**SOURCE RECORDS**

⁂

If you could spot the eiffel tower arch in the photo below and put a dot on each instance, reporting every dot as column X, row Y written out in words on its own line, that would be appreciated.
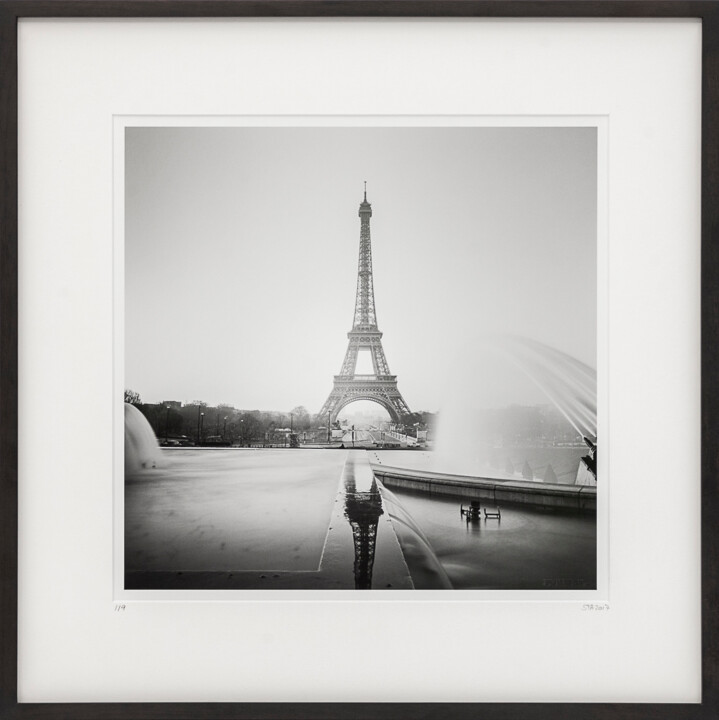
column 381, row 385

⁂

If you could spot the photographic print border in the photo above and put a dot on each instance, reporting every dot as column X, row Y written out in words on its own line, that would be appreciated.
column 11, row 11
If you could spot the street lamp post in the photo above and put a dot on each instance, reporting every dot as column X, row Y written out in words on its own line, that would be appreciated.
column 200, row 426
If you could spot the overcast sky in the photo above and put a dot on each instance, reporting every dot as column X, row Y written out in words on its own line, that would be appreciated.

⁂

**REQUIREMENT**
Could you repeat the lines from the one with "If you could spot the street" to the one with "If you could spot the overcast", substituting "place a marker on" for "put a dot on" and leaving everything else as it is?

**REPLY**
If you could spot the street lamp post in the photo above and place a marker on each instance, reporting every dot as column X, row Y written out in words on its own line, that would be appreciated.
column 200, row 426
If you could spot the overcast sky in the photo above and place a marker on each instance, reporting every dot as column X, row Y written out in words on its own line, that would be appreciated.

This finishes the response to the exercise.